“Just floatin’ lazy here on my back”, thanks, Micky Dolenz

I found myself floating lazily on my back in the Adriatic. The sun was intense on my face. Even though the cool water was lapping over my bronzed chest, I could still feel the sun sizzling there, too. The Adriatic was calm with few waves. I gently moved my arms about and floated in a circle. It had been a hectic few days.

My best friend arrived a few days ago from my hometown for a four week visit to Europe. I’ve been anticipating his arrival. He flew into Rome and I met him there. We sat in my hotel room knocking back bottles of beer and glasses of wine as we got caught up. We’ve been friends for forty years and this seven month separation found us talking non-stop as we got caught up.

The next day we had flown to Palermo in Sicily. We caught a bus for our rented seafront apartment in Sciacca. Our little abode was located in a rural subdivision and featured a large patio overlooking the Mediterranean. We spent each night out there enjoying the full moon. He Skyped with his girlfriend. I posted on Facebook.

We hooked up with my brother and his girlfriend along with my nephew at a luxurious resort. We toured Sciacca. We toured Agrigento and marveled at the beautifully preserved Greek ruins. We rented a car and I finally broke my fear of driving in Italy. It wasn’t that bad. Once you eliminate any consideration for traffic laws, it’s quite easy to get along on the roads.

DATA SUPPLIED:

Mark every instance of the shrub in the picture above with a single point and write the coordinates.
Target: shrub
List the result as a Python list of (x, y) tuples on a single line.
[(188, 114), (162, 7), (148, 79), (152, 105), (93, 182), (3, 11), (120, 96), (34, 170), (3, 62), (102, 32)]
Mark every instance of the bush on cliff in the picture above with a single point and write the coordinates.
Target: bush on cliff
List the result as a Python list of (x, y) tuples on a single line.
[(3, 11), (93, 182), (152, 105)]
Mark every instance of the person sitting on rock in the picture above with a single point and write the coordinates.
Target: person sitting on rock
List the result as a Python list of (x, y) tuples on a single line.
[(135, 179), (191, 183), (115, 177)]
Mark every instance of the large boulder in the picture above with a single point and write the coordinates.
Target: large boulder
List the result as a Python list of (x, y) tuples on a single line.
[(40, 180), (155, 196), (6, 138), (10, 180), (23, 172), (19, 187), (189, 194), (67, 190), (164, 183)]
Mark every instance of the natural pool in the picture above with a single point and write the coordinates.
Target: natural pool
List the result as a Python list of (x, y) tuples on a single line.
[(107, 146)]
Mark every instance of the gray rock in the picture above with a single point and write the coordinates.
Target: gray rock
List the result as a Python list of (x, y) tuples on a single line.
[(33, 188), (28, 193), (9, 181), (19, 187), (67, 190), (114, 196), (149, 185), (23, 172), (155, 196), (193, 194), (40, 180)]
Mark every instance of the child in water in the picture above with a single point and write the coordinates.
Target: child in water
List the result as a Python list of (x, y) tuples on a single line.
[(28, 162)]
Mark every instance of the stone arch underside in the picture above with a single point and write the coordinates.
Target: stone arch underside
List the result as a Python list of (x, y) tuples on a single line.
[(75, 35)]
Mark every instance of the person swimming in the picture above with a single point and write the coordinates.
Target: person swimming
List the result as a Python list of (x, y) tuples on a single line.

REQUIRED TASKS:
1) According to the travel passage, how long have the writer and the best friend been friends?
2) Echo the travel passage word for word, starting at "We hooked up" and ending after "on the roads.".

TASK RESULTS:
1) Forty years.

2)
We hooked up with my brother and his girlfriend along with my nephew at a luxurious resort. We toured Sciacca. We toured Agrigento and marveled at the beautifully preserved Greek ruins. We rented a car and I finally broke my fear of driving in Italy. It wasn’t that bad. Once you eliminate any consideration for traffic laws, it’s quite easy to get along on the roads.